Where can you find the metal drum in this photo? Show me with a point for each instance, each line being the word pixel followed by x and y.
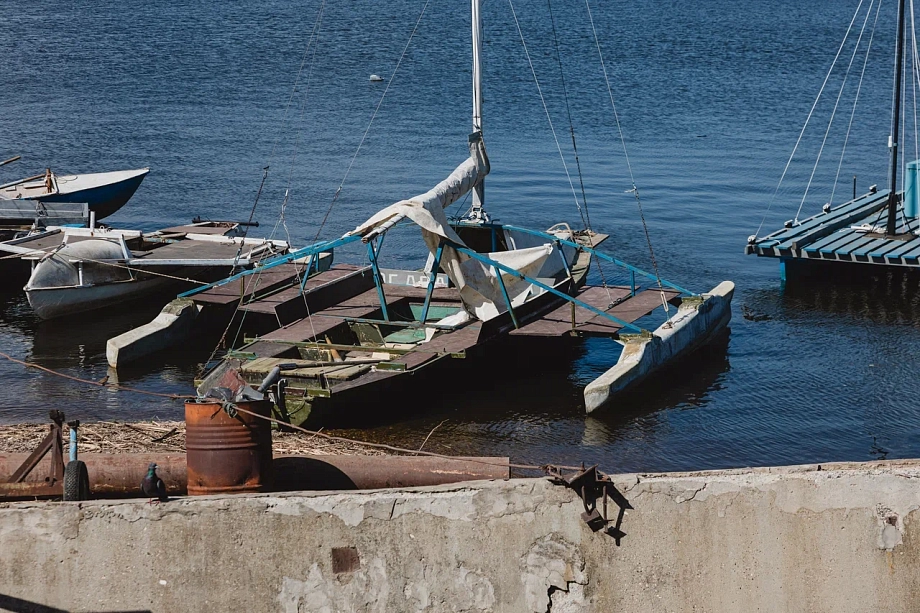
pixel 227 454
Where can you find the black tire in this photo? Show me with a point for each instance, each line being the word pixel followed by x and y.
pixel 76 481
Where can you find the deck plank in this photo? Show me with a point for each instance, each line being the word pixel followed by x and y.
pixel 559 321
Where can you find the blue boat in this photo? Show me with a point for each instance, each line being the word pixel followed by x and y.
pixel 104 192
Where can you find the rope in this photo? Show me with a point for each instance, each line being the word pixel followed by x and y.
pixel 584 196
pixel 113 386
pixel 303 108
pixel 632 178
pixel 338 191
pixel 548 118
pixel 808 118
pixel 830 123
pixel 862 75
pixel 122 388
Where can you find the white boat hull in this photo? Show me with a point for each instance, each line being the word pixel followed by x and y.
pixel 696 322
pixel 52 302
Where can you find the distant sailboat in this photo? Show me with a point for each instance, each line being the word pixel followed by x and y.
pixel 104 192
pixel 880 227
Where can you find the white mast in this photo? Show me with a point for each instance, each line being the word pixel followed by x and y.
pixel 479 192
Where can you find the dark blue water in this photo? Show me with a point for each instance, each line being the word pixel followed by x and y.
pixel 711 97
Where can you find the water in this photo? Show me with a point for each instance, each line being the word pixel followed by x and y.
pixel 711 97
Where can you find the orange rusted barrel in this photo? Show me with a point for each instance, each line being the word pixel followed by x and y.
pixel 227 454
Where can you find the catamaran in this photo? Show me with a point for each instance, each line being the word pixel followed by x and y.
pixel 354 336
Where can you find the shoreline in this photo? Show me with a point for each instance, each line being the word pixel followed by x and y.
pixel 161 436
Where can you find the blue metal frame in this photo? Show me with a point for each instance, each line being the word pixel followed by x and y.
pixel 306 274
pixel 315 249
pixel 501 283
pixel 603 256
pixel 378 281
pixel 434 277
pixel 552 290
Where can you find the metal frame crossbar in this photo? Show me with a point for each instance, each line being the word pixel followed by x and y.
pixel 284 259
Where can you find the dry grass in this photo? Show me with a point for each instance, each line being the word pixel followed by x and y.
pixel 161 436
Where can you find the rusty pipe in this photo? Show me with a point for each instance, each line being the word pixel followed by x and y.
pixel 120 474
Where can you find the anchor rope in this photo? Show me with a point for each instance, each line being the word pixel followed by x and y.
pixel 122 388
pixel 830 122
pixel 808 118
pixel 632 178
pixel 862 75
pixel 548 118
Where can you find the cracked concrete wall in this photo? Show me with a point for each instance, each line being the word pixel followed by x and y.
pixel 835 538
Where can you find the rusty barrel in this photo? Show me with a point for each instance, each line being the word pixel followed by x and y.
pixel 227 452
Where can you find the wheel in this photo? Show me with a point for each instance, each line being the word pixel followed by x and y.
pixel 76 481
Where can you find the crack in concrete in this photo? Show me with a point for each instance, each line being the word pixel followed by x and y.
pixel 681 498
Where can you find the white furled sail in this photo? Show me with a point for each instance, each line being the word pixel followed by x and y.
pixel 479 286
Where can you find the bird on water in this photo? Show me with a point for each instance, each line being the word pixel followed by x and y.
pixel 153 486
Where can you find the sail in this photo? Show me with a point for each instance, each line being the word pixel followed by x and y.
pixel 479 285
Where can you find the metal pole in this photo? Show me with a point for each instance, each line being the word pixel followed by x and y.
pixel 434 277
pixel 895 125
pixel 476 26
pixel 378 281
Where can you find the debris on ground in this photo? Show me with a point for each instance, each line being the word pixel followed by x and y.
pixel 162 436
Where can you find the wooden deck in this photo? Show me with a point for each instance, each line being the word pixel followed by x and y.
pixel 629 309
pixel 837 236
pixel 247 287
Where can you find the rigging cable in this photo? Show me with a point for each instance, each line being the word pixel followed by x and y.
pixel 862 75
pixel 581 181
pixel 548 118
pixel 253 282
pixel 632 178
pixel 830 123
pixel 808 118
pixel 338 191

# Cel zadania
Proszę przepisać słowo w słowo wszystkie powyższe wiersze, pomijając w odpowiedzi obrazy.

# Wynik zadania
Where can you find the metal drum in this photo? Show me with a point for each instance, each line being the word pixel followed by x and y.
pixel 227 454
Where can you find the black tire in this photo? Show me with a point for each instance, each line being the word pixel followed by x and y.
pixel 76 481
Where can you find the deck plank in this photo? Show me with a point for each instance, each line being the word pixel followed by x and y.
pixel 559 321
Where can you find the blue boat in this photo? Show me with a point for each instance, each line being the word pixel followed by x and y.
pixel 104 192
Where can you find the rope in this photo? Show me with a point for each instance, each line being the word pixel followed by x and y.
pixel 584 196
pixel 113 386
pixel 303 108
pixel 632 178
pixel 338 191
pixel 548 118
pixel 808 118
pixel 830 123
pixel 862 75
pixel 122 388
Where can you find the white boat hull in this photo? Show me with a point for each instance, each line being the word pixel followed by x and y.
pixel 696 322
pixel 52 302
Where can you find the distant sailboat in this photo? Show me with a point for each instance, each line being the word pixel followed by x and y.
pixel 104 192
pixel 880 227
Where can you find the white mast in this photo? Show me with a point for each instance, each line being the word pixel followed by x and y.
pixel 479 192
Where can you find the dark blue water in this photo? Show me with a point for each instance, each line being the word pixel followed by x and y.
pixel 711 97
Where can you find the water in this photo? Show me with a point for each instance, each line being the word pixel followed by x and y.
pixel 711 97
Where can you find the orange rusted barrel in this photo? Show me with a point for each instance, each line being the word pixel followed by x and y.
pixel 227 454
Where can you find the catamaran in this photo? Show me with a point for each instance, each line being the word pixel followed by x and y.
pixel 354 336
Where can you find the shoreline in this photo? Show me with a point for each instance, each line being the word pixel followed by x and y.
pixel 161 436
Where can you find the blue metal frame in this photo? Show me with a point for each instance, each line being the word pixel followed by x and y.
pixel 306 274
pixel 315 249
pixel 501 283
pixel 603 256
pixel 378 281
pixel 434 277
pixel 552 290
Where can you find the metal frame crossbar in this photo? Show me with a point for each instance, each line being the word pixel followed by x and y.
pixel 284 259
Where can you find the dry grass in this photo? Show me with a point for each instance, each line being the word pixel followed by x and y.
pixel 161 436
Where can you find the rusty pipe in this photo? Show me with a point for each instance, each line being the word pixel followed by x and y.
pixel 120 474
Where can you find the anchor rope in this photo? Show me with a point for each instance, each line being the word pixel followed by x and y.
pixel 122 388
pixel 830 122
pixel 808 118
pixel 632 178
pixel 862 75
pixel 548 118
Where can you find the cracked concrete wall in this photo? Show me with a point for each instance, each line being the word pixel followed by x and y.
pixel 835 538
Where can you find the rusty barrel in this photo? Show me with a point for each instance, each line being the word pixel followed by x and y.
pixel 227 452
Where can you find the wheel in this photo? Show me with a point for each instance, each line being the word pixel followed by x and y.
pixel 76 481
Where can you find the crack in concrete in this photo? Show me with a point for each instance, each line being the word pixel followed by x and y.
pixel 681 498
Where can you find the white furled sail in this photo? Show me with a point for each instance, each line being the word pixel followed by x and y.
pixel 479 286
Where can you find the bird on water in this photo? Show me with a point for each instance, each line being the word pixel followed by x and y.
pixel 153 486
Where can you find the sail in this photo? Show me with a point for each instance, each line being the word pixel followed by x and y.
pixel 479 285
Where can you find the metal pole in this photo? Show me with a point for each instance, each line being the word pixel followed by x and y.
pixel 434 277
pixel 895 125
pixel 476 26
pixel 378 281
Where can you find the debris on ground in this photo? Show me with a point for each instance, each line being the word pixel followed by x and y.
pixel 162 436
Where can you find the wooden deck in this photo? Show me with a point for each instance, each line being the word pixel followed by x and y.
pixel 629 309
pixel 837 236
pixel 247 287
Where can you find the rigging cable in this photo? Show me with a point for each instance, each line being the word pixel followed by x and y.
pixel 862 75
pixel 581 181
pixel 548 118
pixel 253 282
pixel 632 178
pixel 830 123
pixel 808 118
pixel 338 191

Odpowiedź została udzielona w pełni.